AIM OF THE EXERCISE: In the article below about the Halide programming language, what two sections does a Halide program have?

QUOTED TEXT:
>>

MIT researchers develop new programming language for multicore image processing
August 06, 2012 // Nick Flaherty
Researchers at MIT's Computer Science and Artificial Intelligence Laboratory (CSAIL) have developed a new programming language for multicore image processing algorithms called Halide.
Not only are Halide programs easier to read, write and revise than image-processing programs written in a conventional language, but because Halide automates code-optimization procedures that would ordinarily take hours to perform by hand, they're also significantly faster says the team.
In tests, the MIT researchers used Halide to rewrite several common image-processing algorithms whose performance had already been optimized by seasoned programmers. The Halide versions were typically about one-third as long but offered significant performance gains — two-, three-, or even six-fold speedups. In one instance, the Halide program was actually longer than the original — but the speedup was 70-fold.
However the developmentis currently separate to the OpenCL multicore programming specification.
Jonathan Ragan-Kelley, a graduate student in the Department of Electrical Engineering and Computer Science (EECS), and Andrew Adams, a CSAIL postdoc, led the development of Halide, and they've released the code online.
Halide doesn't spare the programmer from thinking about how to parallelize efficiently on particular machines, but it splits that problem off from the description of the image-processing algorithms. A Halide program has two sections: one for the algorithms, and one for the processing "schedule." The schedule can specify the size and shape of the image chunks that each core needs to process at each step in the pipeline, and it can specify data dependencies — for instance, that steps being executed on particular cores will need access to the results of previous steps on different cores. Once the schedule is drawn up, however, Halide handles all the accounting automatically.

<<

SUPPLIED MATERIAL:
>>

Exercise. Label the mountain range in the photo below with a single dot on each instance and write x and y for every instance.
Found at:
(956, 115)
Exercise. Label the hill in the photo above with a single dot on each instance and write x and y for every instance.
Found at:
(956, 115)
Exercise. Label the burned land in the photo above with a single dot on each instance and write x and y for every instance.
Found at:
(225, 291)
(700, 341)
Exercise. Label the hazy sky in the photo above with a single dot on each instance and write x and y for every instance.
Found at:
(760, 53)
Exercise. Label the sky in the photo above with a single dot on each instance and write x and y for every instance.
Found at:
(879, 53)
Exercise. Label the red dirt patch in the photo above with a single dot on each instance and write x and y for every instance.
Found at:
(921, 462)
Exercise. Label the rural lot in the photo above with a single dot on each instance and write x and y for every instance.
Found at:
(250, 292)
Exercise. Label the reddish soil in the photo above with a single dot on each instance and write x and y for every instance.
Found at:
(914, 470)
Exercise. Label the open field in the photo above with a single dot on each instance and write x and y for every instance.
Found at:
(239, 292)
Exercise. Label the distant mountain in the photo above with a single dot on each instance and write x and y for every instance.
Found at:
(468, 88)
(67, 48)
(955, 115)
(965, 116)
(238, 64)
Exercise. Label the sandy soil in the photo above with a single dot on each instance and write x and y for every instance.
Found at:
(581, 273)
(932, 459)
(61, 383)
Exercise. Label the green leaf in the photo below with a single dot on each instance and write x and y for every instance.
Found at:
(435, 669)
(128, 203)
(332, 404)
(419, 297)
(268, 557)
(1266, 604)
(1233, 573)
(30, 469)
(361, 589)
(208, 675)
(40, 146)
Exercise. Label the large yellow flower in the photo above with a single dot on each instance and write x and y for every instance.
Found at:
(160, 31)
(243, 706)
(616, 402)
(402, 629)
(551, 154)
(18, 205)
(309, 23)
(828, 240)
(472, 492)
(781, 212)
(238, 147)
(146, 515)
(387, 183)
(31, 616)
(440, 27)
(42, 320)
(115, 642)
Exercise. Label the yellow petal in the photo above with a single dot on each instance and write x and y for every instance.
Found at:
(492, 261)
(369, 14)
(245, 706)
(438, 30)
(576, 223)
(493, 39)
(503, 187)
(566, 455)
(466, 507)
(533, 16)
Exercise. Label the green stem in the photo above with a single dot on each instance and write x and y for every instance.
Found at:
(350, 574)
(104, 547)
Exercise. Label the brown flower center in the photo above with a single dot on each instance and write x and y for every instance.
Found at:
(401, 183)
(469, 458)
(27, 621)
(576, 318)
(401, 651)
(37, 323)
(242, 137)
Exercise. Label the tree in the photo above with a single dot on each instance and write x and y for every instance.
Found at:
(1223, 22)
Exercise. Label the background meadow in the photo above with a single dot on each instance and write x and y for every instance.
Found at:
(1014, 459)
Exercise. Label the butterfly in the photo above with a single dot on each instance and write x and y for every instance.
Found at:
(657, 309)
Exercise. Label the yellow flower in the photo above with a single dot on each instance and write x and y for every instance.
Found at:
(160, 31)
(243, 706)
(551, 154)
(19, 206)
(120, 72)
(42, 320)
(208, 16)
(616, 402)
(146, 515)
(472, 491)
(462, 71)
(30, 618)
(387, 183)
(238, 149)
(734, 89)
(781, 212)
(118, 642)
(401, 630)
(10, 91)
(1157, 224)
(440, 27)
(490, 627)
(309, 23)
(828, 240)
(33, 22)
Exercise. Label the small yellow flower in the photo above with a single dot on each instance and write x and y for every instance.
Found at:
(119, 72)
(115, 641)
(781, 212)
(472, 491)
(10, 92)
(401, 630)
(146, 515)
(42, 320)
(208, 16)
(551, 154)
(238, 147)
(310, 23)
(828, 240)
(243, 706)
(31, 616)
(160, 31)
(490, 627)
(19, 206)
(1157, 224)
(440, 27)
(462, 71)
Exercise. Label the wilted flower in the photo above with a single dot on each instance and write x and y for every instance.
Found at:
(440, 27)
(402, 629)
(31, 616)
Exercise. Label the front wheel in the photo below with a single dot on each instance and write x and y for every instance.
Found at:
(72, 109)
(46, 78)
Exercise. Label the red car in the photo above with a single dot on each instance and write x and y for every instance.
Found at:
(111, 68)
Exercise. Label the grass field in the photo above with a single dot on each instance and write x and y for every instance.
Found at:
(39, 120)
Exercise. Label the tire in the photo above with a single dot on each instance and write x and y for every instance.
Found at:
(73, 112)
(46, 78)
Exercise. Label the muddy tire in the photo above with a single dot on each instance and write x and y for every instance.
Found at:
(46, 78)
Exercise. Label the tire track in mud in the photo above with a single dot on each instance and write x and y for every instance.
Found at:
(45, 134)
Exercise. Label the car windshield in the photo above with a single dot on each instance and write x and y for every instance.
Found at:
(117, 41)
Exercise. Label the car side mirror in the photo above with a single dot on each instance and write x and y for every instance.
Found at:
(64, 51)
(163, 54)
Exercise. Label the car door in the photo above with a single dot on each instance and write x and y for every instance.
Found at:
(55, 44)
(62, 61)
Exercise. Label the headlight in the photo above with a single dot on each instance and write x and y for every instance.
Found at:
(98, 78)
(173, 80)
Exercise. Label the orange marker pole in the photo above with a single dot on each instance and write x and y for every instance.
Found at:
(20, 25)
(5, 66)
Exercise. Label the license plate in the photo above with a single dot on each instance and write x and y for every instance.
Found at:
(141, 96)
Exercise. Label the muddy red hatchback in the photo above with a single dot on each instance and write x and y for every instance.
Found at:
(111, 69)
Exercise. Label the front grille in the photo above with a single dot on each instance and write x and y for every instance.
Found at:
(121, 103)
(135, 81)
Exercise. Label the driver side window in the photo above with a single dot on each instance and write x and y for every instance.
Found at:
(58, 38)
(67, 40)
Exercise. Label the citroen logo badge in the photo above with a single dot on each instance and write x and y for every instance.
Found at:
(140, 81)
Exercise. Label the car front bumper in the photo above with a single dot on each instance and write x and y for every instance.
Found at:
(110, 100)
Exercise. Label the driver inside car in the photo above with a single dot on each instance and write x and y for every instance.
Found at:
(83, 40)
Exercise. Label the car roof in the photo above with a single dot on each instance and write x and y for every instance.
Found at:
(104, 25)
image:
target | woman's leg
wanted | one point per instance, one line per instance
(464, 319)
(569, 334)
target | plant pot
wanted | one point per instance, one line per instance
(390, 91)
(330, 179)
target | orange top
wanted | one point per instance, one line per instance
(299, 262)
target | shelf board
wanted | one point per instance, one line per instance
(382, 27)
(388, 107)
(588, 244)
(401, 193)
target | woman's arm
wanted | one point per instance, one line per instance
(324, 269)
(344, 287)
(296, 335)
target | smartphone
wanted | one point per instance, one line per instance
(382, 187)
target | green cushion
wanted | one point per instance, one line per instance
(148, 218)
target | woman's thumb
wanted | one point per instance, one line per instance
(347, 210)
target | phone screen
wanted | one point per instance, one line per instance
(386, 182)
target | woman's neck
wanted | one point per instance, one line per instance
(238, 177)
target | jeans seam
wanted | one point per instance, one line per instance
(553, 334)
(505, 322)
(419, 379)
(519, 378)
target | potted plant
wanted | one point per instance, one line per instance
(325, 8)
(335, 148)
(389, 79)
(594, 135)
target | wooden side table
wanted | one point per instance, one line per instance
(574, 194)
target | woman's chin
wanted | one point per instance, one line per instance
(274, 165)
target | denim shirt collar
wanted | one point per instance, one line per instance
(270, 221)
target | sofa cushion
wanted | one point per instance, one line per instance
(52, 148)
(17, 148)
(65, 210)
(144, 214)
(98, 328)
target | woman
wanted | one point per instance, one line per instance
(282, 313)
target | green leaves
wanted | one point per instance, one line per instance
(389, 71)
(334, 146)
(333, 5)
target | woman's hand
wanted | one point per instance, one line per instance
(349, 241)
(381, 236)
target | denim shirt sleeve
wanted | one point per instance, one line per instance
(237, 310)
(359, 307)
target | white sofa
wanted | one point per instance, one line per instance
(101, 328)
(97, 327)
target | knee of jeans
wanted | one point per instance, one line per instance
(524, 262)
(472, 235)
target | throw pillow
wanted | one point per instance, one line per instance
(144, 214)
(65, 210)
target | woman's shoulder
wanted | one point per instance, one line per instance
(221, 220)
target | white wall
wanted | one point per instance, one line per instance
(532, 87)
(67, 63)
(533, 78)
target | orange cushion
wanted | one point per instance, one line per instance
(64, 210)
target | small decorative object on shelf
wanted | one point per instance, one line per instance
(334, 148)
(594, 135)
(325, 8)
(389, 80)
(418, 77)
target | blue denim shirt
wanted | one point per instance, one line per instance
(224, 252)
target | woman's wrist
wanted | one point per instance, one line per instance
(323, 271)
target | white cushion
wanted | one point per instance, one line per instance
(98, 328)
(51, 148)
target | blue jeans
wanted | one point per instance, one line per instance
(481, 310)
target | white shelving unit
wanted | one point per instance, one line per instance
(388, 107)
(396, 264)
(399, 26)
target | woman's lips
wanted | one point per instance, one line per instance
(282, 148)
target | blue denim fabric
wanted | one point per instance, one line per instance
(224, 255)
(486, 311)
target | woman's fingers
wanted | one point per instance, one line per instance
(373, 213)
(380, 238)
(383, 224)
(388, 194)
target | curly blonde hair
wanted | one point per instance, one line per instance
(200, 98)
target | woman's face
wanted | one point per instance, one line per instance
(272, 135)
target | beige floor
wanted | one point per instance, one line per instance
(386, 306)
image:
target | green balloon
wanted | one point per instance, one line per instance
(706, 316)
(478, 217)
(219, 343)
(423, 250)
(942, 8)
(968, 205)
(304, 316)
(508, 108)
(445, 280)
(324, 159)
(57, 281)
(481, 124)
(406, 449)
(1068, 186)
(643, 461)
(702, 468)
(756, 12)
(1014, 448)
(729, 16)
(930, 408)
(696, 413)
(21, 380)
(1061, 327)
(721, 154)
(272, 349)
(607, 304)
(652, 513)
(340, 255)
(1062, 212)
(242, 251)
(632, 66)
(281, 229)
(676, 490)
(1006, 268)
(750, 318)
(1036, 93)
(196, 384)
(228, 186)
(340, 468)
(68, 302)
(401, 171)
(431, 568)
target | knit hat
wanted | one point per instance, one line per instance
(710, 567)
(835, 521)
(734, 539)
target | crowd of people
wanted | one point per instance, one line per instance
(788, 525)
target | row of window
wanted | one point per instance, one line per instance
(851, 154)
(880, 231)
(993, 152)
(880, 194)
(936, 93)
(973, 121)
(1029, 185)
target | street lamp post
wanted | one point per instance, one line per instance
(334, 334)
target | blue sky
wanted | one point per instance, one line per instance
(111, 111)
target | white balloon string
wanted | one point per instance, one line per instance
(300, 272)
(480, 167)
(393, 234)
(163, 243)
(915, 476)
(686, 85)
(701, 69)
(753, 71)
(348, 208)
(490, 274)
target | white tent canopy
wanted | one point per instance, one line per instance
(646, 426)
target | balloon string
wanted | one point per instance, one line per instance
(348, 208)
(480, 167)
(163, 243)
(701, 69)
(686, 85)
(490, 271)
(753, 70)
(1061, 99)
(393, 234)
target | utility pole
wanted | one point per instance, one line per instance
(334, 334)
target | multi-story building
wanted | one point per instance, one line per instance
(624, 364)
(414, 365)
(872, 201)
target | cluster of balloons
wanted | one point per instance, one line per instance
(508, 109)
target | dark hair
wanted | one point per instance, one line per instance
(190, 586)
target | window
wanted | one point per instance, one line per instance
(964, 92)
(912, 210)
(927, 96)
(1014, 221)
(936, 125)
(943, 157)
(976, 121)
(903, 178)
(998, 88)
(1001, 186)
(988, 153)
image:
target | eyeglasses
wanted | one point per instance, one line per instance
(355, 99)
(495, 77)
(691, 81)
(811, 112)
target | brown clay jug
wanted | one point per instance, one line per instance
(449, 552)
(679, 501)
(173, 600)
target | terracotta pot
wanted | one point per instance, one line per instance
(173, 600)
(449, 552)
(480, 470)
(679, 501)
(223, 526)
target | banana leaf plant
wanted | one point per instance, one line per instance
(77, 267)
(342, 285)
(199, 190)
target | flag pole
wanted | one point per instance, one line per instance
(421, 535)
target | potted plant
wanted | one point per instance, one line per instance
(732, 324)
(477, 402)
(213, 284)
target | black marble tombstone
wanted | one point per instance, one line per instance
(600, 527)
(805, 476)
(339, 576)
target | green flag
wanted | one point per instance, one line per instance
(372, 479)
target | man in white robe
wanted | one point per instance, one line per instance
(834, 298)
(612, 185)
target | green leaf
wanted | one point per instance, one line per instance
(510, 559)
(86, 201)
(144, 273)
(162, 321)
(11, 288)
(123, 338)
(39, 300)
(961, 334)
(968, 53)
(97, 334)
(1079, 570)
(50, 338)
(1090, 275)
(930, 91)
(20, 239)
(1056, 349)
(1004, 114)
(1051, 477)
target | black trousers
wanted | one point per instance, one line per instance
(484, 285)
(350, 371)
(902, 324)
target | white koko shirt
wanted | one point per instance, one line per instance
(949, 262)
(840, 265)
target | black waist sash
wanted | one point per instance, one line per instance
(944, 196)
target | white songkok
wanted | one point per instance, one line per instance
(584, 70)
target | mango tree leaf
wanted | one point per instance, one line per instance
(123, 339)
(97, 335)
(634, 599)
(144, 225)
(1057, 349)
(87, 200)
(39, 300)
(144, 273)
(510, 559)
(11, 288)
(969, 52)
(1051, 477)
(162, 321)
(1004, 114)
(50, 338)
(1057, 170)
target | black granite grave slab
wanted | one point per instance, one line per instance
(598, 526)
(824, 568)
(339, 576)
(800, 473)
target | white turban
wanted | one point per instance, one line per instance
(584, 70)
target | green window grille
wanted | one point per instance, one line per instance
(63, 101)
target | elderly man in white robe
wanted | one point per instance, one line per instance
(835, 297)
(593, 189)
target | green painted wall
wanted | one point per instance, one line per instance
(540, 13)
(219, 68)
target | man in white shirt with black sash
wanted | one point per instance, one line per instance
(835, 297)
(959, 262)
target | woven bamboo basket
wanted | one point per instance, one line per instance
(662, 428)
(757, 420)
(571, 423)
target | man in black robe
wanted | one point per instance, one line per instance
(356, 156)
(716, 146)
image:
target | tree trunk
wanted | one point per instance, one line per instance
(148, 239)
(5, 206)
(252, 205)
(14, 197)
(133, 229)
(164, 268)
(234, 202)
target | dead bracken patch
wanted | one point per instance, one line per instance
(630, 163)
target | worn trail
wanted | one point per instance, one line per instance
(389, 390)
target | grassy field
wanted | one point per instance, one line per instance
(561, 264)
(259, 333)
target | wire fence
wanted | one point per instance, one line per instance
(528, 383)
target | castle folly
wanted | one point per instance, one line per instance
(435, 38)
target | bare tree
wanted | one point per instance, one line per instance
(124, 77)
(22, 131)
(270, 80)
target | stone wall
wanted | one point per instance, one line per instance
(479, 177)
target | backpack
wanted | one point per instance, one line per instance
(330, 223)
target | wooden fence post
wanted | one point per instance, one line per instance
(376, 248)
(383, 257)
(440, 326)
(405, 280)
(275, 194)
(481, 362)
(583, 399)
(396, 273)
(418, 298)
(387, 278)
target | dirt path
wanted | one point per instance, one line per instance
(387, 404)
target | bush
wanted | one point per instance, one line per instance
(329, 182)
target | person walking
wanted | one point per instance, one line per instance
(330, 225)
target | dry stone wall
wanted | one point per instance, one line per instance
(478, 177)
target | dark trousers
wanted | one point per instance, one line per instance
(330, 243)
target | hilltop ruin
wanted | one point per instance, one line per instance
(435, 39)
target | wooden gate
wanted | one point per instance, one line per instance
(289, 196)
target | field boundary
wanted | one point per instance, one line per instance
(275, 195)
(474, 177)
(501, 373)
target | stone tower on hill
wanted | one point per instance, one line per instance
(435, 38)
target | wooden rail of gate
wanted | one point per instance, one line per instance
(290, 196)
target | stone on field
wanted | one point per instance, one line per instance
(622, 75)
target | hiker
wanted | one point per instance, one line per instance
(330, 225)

<<

TASK ANSWER: One section for the algorithms and one for the processing "schedule."